* **DIRECTIVES**
1) Answer these questions about the New Caledonia travel piece:
(a) How long is the flight from Auckland?
(b) What closed the airport during the visit?
(c) What did the French colonists settle the island as?
2) Extend the New Caledonia travel piece, starting right after its final sentence.

* **PAGE**
** start **

What if the French had settled the whole of New Zealand, instead of just the tip of Banks Peninsula?
Baguettes and pate instead of sausages in bread. Ricard with water instead of Lion Red. Croque-monsieur instead of bacon and eggs.
This is what we pondered as we haunted the boucheries, boulangeries, charcuteries, antique shops and, mostly, the restaurants of Noumea and southern New Caledonia.
Only 2 1/2 hours' flight from Auckland, this island is a gourmet paradise and a haven for relaxation - even in the middle of a general strike that closed the airport and shortened our time there by several days.
Like so much of the Pacific, European settlers brought a lot of gloom with them. The French colonists settled paradise as a prison colony and the original Kanak population was subjugated and almost destroyed. But it is now in the middle of a cultural renaissance similar to that of the Maori in the 1970s.

** end **

* **Collected data**

** start **

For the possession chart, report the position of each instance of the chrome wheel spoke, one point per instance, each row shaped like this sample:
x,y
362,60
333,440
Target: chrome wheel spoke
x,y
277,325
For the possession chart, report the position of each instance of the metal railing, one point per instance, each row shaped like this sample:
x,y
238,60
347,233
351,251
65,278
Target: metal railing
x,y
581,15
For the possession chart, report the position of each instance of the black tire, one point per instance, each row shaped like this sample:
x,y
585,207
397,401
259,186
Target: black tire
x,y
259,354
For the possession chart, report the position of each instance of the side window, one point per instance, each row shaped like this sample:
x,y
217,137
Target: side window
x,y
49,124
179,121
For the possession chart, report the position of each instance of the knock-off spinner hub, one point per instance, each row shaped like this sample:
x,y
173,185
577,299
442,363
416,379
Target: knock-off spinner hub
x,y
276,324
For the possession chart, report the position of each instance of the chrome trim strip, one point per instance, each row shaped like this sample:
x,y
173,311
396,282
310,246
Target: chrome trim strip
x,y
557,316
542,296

** end **

* **OUTPUTS**
1)
(a) Only 2 1/2 hours.
(b) A general strike.
(c) A prison colony.

2)
Arriving at New Caledonia's international airport - 50km from Noumea - we pick up a rental car and are rudely reminded that we are in a French colony. The steering wheel is on the wrong side. And so are all the other cars.
I adapt, slowly. After stalling the car a few times, driving the wrong way up various streets, almost taking out a motorway toll booth and getting nightmarishly confused in Noumea, we make it through the small central town and over to our hotel in Baia de l'Anse Vata. The 10-minute trip takes nearly two hours and I need a stiff drink when we arrive.
But it's worth it. The next morning we wake to a view of paradise: blue waters and palm-cloaked islands.
Breakfast is a pain au chocolat and a croque-monsieur (grilled or toasted open ham and cheese sandwich).
The stores are stocked with French everything: pate, wine, bread, salami and more. An duty of 40 per cent on all imports makes it all relatively expensive, but still cheaper than you can get in New Zealand.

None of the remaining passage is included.